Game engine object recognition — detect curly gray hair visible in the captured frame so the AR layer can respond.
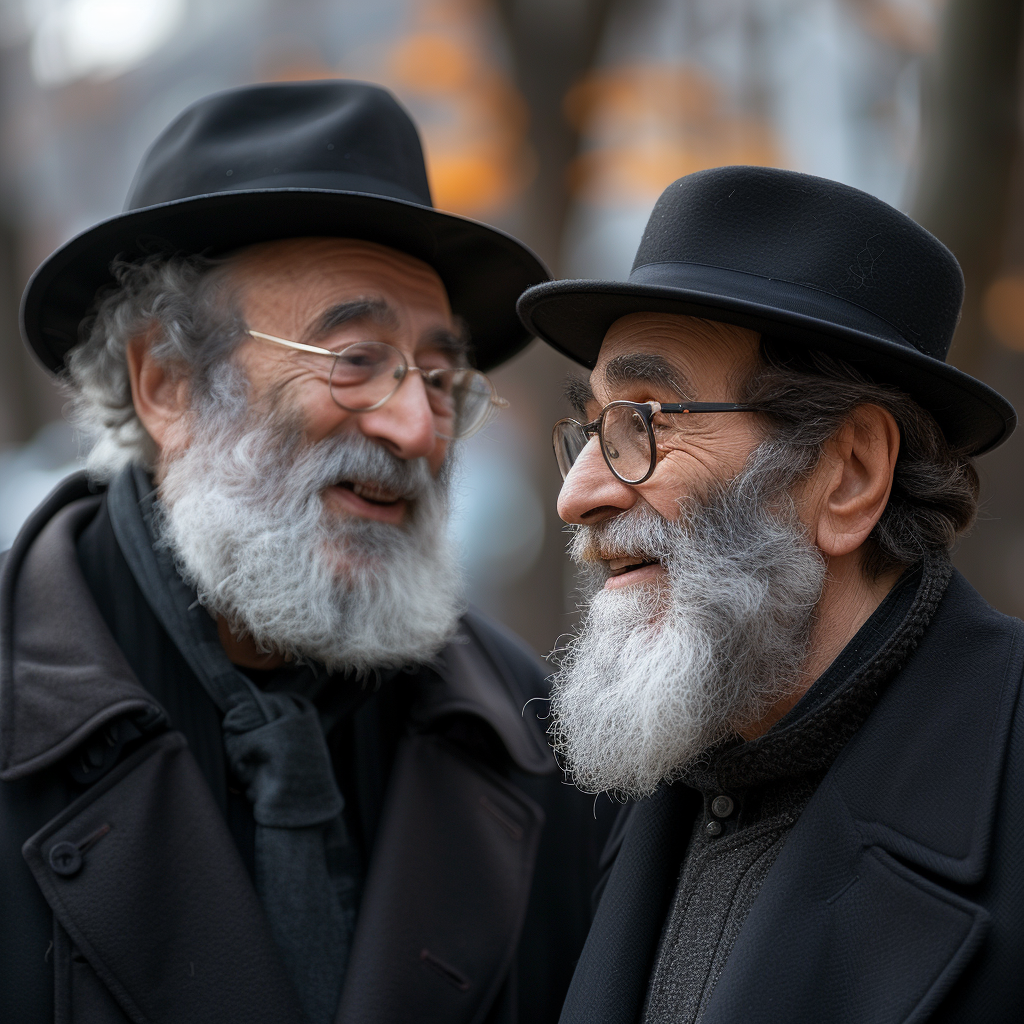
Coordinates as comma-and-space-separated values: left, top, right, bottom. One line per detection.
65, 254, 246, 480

======

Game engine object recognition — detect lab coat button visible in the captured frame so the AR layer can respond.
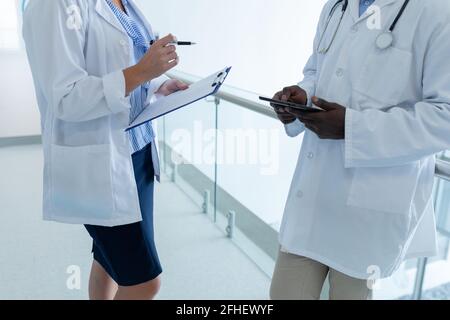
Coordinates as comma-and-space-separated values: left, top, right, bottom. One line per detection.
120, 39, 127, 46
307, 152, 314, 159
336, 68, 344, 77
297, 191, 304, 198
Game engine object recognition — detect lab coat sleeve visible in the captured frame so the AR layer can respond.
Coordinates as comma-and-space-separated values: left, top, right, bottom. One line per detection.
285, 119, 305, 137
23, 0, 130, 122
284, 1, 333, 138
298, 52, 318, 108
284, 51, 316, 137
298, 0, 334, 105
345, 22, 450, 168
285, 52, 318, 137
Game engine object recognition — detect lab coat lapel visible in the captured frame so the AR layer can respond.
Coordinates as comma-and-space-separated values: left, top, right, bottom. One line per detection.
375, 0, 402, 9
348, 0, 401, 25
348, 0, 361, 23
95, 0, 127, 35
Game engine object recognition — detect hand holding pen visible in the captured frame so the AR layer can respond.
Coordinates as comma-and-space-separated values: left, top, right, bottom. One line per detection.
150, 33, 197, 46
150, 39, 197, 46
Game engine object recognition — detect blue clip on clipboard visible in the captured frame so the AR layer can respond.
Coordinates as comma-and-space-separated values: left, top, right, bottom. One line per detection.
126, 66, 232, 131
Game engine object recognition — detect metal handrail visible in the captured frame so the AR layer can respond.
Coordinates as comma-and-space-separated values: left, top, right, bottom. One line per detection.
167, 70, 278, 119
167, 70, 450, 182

======

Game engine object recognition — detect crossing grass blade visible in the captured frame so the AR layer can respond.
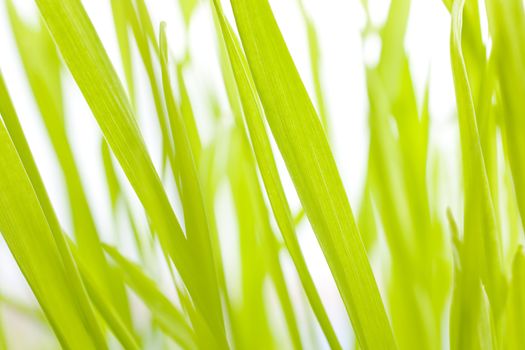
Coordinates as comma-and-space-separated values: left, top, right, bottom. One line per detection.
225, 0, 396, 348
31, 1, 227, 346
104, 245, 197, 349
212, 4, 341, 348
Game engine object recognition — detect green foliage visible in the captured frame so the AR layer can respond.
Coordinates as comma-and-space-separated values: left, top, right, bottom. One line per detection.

======

* **Task prompt**: Gather all lines from the records above in which "coat" appears.

* **Task response**:
Game engine object recognition — detect lab coat button visible in the captured frame so the AR layer can respond.
Game engine object recognition — detect lab coat sleeve visible in the captured frame so the AR layer can respond.
Game engine object recognition — detect lab coat lapel visible in the captured frame so the AR layer can respond.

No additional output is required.